* _WHAT YOU NEED TO DO_
Convert only the data below running from the line containing "Pick out the dark treeline" through the line containing "(1212, 215)" into a numbered list, dropping any blank lines.
Begin AVAILABLE RECORDS
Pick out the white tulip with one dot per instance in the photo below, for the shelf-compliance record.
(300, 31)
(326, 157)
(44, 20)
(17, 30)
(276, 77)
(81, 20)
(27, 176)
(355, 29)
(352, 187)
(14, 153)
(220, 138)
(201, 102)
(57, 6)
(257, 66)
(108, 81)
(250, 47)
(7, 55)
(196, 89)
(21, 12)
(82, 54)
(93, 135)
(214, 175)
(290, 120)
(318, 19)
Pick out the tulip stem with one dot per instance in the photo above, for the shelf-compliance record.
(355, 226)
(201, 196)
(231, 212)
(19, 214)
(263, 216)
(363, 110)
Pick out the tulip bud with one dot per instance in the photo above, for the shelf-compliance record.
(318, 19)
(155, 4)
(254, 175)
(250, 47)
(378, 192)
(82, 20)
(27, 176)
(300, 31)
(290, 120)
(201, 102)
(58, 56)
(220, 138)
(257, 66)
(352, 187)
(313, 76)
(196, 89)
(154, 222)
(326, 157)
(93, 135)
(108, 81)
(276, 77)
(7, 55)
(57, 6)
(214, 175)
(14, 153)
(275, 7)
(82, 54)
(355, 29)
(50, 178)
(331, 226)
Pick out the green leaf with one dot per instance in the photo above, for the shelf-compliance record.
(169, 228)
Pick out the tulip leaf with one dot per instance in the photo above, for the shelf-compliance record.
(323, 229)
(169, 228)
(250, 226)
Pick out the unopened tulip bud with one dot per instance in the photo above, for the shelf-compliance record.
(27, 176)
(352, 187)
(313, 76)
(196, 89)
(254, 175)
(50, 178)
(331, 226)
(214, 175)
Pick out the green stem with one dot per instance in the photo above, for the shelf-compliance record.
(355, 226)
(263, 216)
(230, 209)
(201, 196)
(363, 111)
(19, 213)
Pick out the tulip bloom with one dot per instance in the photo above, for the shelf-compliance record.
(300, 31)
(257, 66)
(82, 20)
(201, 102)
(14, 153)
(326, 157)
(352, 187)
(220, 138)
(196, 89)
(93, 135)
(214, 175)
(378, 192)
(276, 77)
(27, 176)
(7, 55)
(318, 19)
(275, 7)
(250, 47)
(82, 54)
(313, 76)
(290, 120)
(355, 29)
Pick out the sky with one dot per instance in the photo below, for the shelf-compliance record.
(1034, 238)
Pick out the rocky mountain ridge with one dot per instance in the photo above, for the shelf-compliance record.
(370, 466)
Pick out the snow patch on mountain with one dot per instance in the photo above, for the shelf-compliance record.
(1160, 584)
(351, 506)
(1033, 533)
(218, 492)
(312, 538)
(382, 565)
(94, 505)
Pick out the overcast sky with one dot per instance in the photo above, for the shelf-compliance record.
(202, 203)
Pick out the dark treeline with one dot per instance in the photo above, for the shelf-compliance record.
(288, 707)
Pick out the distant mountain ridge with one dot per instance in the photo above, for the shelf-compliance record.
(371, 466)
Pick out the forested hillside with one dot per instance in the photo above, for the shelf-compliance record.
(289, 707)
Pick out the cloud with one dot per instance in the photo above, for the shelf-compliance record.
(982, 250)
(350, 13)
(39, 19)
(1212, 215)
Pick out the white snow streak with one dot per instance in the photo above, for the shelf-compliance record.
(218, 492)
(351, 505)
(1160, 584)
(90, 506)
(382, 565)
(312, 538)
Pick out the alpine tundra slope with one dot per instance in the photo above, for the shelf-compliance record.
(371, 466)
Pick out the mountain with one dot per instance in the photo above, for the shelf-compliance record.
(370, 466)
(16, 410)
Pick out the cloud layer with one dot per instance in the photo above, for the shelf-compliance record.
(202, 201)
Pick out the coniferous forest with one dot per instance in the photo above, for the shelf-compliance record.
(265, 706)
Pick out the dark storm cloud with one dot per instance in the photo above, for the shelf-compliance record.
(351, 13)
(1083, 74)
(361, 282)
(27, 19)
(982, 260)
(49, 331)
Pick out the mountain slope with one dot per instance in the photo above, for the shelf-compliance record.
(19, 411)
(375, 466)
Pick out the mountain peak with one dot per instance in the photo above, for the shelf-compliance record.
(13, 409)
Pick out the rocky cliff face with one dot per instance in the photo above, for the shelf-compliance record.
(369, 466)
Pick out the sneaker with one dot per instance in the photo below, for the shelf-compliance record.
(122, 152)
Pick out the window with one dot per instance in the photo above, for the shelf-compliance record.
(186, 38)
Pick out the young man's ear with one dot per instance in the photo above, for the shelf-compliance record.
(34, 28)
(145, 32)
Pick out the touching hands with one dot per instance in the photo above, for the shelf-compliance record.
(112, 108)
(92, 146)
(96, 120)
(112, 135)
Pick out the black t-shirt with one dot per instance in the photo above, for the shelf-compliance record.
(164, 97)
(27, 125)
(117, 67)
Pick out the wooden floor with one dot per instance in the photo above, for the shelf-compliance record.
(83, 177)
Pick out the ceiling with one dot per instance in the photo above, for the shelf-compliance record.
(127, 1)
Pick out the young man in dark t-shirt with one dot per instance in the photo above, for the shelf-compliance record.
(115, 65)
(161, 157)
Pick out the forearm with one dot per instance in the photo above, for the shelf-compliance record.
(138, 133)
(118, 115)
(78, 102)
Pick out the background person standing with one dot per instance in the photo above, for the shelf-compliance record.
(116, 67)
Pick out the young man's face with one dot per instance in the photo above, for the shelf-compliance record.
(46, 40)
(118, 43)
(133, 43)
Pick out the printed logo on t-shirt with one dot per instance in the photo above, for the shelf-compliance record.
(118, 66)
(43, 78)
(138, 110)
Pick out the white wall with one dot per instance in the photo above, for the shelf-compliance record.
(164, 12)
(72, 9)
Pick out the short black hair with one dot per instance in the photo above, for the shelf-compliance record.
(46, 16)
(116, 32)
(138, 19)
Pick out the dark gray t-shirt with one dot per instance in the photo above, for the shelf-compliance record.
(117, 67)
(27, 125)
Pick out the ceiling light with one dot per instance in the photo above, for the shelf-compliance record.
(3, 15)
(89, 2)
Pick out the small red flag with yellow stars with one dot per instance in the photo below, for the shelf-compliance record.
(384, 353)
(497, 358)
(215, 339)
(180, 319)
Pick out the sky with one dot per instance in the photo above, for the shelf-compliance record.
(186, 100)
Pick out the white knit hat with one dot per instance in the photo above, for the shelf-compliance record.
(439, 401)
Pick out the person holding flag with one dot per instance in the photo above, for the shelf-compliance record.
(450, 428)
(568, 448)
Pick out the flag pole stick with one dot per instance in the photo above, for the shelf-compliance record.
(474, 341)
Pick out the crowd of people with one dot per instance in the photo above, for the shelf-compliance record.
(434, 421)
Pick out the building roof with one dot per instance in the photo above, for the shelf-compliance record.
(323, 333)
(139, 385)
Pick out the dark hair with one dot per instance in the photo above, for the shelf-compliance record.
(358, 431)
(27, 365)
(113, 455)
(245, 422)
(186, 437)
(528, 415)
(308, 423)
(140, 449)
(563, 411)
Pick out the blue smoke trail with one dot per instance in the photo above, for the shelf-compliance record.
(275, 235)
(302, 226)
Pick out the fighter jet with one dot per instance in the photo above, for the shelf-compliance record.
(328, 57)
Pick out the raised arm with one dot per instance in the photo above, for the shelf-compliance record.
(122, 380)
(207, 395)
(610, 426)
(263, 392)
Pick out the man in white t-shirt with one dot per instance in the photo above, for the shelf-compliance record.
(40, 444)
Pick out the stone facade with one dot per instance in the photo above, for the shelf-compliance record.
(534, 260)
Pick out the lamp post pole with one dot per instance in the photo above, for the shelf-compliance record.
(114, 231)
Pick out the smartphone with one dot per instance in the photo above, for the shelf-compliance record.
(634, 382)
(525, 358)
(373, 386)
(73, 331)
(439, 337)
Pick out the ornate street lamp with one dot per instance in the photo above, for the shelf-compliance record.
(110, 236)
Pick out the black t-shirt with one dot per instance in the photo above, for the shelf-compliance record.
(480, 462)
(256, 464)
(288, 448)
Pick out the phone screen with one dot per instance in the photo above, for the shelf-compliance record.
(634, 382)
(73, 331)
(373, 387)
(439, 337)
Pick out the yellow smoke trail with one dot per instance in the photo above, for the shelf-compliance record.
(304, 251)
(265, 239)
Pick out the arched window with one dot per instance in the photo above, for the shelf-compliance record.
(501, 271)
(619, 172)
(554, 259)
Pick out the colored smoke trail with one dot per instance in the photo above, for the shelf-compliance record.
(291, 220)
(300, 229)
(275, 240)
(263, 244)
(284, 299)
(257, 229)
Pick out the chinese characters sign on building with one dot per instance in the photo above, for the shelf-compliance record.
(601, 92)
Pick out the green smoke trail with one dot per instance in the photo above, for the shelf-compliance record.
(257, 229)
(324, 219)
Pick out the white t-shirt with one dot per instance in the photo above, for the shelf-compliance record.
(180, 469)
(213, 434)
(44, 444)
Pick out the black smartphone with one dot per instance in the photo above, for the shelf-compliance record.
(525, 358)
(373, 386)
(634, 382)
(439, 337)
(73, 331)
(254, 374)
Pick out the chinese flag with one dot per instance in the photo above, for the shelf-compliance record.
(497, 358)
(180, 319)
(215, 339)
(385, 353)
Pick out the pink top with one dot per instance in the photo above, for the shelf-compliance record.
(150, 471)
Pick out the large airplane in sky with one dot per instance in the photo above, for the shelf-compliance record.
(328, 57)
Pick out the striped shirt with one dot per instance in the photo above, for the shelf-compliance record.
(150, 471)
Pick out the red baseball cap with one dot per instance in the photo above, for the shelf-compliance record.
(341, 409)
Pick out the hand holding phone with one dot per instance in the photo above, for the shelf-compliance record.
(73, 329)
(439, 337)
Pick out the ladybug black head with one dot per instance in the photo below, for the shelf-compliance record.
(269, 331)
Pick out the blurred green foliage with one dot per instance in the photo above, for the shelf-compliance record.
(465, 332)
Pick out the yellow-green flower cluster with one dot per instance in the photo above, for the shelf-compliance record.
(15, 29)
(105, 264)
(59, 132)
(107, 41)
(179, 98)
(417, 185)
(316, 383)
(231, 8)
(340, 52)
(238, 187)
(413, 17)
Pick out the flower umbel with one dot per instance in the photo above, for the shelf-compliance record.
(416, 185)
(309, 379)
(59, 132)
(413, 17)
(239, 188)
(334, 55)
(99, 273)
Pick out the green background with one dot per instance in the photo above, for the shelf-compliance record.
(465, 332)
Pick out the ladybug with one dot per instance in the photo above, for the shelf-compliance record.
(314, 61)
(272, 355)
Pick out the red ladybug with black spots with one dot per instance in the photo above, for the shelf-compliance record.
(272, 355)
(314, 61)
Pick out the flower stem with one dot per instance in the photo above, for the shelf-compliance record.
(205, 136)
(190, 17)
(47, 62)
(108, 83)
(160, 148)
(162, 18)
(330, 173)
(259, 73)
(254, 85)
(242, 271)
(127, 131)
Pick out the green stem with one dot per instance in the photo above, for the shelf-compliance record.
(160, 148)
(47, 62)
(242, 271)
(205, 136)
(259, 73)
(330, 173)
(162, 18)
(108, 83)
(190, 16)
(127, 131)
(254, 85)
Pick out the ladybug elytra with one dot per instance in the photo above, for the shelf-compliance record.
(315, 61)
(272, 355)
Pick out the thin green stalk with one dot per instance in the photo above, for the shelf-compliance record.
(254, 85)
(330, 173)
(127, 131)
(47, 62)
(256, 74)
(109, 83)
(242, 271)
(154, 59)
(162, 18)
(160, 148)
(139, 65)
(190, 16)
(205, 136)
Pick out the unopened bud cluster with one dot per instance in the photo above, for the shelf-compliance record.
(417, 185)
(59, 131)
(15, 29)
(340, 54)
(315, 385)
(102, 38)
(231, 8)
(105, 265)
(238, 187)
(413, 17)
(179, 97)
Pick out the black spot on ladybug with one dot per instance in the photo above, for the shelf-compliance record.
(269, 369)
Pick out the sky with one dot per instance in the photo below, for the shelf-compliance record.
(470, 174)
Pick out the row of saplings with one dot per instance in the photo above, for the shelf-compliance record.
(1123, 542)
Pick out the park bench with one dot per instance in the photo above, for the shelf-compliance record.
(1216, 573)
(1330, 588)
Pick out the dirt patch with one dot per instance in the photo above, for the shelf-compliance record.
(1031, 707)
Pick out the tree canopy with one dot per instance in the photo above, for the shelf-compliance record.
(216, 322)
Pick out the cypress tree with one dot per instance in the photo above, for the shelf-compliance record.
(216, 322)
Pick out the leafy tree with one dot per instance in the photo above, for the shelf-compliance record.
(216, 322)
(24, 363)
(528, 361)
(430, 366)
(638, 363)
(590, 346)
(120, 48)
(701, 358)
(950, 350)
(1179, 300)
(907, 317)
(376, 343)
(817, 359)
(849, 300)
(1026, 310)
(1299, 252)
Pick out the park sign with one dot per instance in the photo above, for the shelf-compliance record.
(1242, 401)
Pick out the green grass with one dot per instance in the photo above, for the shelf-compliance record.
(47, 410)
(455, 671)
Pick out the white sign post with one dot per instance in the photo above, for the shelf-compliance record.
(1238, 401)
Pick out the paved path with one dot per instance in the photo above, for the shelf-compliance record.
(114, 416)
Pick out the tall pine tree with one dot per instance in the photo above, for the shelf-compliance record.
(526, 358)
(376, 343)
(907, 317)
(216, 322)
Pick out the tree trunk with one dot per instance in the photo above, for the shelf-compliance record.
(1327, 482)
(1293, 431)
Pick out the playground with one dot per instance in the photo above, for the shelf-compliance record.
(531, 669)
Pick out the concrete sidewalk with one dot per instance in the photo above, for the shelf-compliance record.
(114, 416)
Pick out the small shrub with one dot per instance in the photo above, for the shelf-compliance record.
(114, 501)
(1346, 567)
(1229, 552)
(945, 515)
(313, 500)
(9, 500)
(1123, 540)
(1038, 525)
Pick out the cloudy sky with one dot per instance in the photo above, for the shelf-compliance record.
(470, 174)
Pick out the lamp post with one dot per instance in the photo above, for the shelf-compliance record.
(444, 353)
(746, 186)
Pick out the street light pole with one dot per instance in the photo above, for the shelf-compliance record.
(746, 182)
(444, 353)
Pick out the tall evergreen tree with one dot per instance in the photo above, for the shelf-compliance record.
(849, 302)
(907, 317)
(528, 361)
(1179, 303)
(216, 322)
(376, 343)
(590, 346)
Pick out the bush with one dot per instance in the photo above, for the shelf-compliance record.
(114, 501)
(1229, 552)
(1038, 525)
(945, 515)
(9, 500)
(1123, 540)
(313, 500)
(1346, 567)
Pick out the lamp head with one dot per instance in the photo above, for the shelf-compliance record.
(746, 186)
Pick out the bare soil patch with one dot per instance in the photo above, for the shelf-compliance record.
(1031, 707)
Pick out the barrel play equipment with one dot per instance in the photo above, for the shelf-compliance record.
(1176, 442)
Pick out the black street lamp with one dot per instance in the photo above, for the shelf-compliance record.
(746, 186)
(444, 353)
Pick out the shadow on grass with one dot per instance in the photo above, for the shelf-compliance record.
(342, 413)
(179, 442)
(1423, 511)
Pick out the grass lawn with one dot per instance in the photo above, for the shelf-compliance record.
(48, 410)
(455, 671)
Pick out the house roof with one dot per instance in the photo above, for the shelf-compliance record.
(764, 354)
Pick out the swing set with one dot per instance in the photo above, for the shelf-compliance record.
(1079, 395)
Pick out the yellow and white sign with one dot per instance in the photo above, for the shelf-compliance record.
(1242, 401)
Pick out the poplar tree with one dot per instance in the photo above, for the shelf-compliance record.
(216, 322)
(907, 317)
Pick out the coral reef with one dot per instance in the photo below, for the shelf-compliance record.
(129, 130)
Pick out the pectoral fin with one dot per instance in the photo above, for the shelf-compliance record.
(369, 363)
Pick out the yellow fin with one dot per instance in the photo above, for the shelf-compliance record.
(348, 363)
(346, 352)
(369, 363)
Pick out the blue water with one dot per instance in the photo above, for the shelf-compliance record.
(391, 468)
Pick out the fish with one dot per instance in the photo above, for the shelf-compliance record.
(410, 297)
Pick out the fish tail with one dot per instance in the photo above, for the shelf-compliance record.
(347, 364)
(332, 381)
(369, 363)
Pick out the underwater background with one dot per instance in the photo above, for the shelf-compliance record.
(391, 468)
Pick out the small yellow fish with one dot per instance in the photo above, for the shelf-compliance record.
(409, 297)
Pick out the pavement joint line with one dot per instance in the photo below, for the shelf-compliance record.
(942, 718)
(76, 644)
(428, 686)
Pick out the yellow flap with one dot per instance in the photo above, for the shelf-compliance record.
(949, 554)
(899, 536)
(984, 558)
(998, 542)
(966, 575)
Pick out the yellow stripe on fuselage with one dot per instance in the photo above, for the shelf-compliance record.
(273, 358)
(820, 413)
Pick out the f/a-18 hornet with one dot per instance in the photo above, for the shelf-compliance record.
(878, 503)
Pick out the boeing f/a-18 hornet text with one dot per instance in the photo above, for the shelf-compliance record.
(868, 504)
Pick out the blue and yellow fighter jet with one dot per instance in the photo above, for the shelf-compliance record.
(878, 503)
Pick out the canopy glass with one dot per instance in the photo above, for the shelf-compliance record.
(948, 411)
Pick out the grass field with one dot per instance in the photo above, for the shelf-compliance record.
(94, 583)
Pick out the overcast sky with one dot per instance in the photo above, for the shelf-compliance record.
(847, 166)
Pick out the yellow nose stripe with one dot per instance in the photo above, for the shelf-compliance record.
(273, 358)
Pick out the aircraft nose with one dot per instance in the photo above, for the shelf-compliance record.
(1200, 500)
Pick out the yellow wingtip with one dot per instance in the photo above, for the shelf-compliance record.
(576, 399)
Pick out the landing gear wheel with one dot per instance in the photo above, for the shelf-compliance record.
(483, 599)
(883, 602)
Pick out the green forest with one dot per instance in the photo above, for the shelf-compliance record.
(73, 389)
End AVAILABLE RECORDS
* _RESULT_
1. Pick out the dark treeline with one dot per instance in the photo above, for the shelf-compliance record.
2. (288, 707)
3. Pick out the distant mountain ridge with one dot per instance in the photo above, for the shelf-compliance record.
4. (371, 466)
5. Pick out the forested hillside with one dot per instance in the photo above, for the shelf-compliance record.
6. (289, 707)
7. Pick out the cloud with one dot per instance in the photo above, for the shelf-compliance record.
8. (982, 250)
9. (350, 13)
10. (39, 19)
11. (1212, 215)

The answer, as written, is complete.